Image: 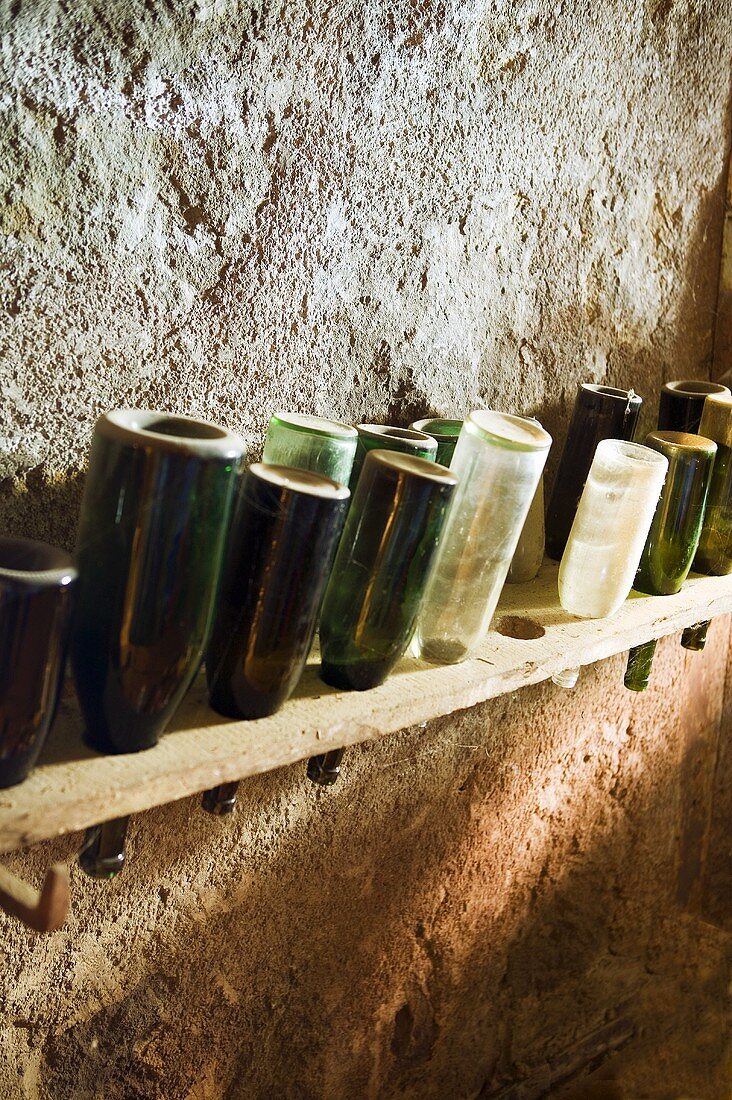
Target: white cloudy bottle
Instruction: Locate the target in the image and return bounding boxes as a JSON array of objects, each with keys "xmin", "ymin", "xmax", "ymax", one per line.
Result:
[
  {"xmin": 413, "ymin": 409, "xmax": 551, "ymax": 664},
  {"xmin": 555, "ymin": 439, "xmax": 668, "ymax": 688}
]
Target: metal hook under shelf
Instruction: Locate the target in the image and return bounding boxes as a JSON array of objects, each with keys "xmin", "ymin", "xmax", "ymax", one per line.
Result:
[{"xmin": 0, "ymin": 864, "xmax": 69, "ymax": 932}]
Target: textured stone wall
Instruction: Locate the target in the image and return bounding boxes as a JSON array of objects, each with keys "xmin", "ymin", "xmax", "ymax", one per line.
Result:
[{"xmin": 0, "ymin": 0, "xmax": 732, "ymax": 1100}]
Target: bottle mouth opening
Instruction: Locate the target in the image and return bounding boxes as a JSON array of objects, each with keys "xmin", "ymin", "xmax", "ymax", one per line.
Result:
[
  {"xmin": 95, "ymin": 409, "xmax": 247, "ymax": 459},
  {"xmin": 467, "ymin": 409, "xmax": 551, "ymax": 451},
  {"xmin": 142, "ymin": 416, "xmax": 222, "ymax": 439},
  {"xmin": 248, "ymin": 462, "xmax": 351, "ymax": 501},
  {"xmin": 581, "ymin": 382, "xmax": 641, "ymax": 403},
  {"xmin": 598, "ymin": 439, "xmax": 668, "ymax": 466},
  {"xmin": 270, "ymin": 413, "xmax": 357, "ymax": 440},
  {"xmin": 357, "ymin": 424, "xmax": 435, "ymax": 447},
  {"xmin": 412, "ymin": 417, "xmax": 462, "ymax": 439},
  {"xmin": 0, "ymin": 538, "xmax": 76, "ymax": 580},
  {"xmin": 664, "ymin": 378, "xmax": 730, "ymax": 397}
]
...
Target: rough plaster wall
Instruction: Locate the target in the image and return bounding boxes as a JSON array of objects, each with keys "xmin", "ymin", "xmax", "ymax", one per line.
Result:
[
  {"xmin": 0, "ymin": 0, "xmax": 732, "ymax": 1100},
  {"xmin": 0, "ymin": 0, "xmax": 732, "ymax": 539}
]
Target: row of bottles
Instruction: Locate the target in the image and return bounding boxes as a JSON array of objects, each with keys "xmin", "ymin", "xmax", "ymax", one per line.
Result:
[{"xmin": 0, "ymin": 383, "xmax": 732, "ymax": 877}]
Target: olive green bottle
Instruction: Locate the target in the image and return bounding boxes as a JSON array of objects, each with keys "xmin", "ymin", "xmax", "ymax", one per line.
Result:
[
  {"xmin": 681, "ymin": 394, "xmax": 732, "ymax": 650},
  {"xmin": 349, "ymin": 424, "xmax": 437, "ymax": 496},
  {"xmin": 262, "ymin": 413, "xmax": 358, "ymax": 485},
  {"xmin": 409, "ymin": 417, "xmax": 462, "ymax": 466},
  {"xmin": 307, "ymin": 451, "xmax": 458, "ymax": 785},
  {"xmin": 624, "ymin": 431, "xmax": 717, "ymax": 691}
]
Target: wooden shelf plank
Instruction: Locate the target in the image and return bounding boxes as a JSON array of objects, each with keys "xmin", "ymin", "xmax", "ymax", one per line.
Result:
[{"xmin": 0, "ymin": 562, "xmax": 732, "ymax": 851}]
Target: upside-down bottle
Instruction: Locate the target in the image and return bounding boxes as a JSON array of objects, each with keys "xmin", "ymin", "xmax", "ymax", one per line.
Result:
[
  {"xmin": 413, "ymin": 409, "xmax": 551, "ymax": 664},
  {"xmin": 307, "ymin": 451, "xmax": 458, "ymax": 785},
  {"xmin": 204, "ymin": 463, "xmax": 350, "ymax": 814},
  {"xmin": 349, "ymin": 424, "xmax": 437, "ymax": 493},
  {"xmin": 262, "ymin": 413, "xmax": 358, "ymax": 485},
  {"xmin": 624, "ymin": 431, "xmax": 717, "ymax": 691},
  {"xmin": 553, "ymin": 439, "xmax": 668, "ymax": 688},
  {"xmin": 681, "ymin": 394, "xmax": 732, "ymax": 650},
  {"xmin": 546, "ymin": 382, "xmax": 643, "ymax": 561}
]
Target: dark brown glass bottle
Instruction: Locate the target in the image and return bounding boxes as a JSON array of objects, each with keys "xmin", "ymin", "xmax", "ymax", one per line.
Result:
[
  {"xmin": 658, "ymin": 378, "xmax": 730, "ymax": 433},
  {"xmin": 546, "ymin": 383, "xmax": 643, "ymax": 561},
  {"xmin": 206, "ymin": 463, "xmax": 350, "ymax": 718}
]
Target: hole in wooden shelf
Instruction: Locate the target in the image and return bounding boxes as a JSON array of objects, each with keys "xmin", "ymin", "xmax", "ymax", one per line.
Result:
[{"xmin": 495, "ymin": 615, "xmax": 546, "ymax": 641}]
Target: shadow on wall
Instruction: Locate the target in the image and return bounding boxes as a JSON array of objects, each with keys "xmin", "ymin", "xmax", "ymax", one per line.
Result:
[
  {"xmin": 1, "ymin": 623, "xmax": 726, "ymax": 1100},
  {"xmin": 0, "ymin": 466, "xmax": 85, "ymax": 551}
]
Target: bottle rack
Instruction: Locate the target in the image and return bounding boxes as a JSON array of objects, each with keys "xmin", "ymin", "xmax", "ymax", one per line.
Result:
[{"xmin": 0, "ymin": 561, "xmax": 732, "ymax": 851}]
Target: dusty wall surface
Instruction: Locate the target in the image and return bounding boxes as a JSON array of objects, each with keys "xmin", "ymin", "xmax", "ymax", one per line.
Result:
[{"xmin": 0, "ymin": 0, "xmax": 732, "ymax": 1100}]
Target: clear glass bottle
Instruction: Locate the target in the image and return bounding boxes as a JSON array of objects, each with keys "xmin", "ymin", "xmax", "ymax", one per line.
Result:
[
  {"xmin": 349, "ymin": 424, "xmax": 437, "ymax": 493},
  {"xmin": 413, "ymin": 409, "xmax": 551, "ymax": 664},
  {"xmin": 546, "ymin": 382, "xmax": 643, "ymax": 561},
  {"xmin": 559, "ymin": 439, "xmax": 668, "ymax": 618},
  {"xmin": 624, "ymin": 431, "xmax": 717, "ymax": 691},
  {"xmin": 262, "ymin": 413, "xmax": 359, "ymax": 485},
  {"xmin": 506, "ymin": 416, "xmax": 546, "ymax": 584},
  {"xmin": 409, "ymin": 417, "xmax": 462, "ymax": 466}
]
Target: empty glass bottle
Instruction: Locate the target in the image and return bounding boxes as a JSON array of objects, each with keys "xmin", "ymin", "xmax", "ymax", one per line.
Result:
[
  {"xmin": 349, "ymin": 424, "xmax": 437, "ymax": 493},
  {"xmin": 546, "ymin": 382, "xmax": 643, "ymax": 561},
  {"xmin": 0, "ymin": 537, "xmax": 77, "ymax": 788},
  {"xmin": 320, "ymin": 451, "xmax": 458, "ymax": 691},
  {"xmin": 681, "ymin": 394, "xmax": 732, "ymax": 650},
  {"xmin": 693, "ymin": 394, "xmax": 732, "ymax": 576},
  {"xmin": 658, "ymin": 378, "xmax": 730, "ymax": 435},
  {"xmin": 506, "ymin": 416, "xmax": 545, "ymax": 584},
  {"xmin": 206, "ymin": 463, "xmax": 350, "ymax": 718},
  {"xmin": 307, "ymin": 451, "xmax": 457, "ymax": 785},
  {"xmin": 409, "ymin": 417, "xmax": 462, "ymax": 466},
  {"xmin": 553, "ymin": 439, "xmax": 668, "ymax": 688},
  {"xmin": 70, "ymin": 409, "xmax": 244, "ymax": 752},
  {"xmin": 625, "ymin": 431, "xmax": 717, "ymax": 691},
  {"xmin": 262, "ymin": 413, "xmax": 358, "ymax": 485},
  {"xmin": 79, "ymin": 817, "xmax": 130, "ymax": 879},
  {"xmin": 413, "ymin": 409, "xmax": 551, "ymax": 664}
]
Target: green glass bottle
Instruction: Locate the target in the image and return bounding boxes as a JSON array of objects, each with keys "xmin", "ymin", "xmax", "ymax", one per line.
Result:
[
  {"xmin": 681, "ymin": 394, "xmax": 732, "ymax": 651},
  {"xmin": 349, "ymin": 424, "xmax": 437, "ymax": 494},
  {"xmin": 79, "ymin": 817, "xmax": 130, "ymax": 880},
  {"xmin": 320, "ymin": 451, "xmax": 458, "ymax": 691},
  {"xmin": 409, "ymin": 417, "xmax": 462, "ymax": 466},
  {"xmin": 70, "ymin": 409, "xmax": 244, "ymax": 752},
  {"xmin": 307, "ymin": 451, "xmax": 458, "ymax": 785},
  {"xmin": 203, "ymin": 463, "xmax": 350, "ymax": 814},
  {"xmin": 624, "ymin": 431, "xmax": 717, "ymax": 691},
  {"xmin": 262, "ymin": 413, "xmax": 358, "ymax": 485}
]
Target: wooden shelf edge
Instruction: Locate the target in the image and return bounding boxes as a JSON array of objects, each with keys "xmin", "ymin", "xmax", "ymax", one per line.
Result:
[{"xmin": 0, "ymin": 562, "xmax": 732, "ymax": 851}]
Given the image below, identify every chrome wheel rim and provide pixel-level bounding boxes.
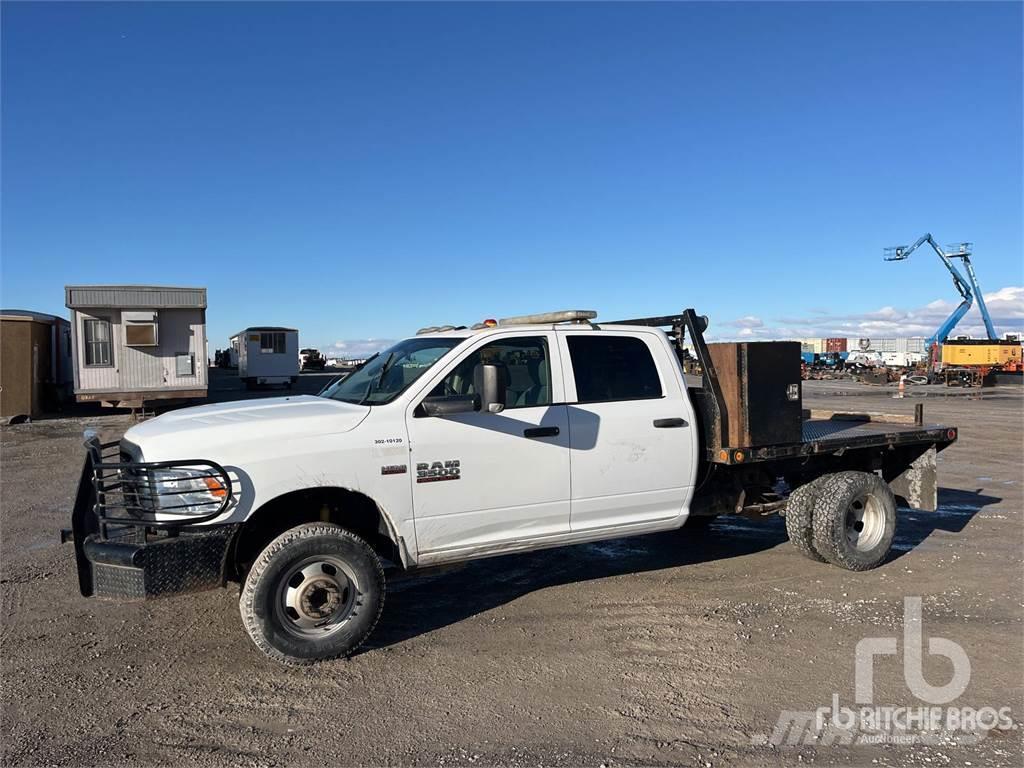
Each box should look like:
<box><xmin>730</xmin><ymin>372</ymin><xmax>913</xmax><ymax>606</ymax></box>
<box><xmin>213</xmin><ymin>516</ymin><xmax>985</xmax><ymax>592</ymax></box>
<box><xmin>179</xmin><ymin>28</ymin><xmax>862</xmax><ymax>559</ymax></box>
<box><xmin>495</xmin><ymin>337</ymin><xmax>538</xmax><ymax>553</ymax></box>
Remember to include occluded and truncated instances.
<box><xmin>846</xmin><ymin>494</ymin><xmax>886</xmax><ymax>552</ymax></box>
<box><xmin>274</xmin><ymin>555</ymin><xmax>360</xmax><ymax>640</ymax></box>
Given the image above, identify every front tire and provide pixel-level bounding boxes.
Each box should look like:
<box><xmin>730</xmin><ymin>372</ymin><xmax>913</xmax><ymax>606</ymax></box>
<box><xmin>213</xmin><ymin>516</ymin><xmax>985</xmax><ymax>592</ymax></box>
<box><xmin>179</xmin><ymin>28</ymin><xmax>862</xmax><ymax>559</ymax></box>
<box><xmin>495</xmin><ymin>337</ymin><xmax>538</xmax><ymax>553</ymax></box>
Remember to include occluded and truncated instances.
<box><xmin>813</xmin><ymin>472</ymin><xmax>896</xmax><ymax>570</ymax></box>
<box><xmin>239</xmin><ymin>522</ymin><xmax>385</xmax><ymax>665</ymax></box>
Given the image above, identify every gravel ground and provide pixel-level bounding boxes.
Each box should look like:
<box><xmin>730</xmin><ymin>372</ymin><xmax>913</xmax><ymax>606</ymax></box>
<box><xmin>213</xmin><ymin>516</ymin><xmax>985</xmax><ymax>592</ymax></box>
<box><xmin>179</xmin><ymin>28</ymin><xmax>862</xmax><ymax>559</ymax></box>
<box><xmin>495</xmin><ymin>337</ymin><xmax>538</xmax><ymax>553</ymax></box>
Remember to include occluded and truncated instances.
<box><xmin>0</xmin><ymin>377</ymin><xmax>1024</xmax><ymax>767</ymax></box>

EXERCISE GOAL
Report each line in the items above that contains the word "level". Case counts.

SOLUTION
Given the image below, identify every chrome wheel rim and provide pixel-level bounding boxes.
Given the image above, identify every front tire and provide pixel-level bounding boxes.
Given the image above, identify every gravel ground and provide pixel-level bounding boxes.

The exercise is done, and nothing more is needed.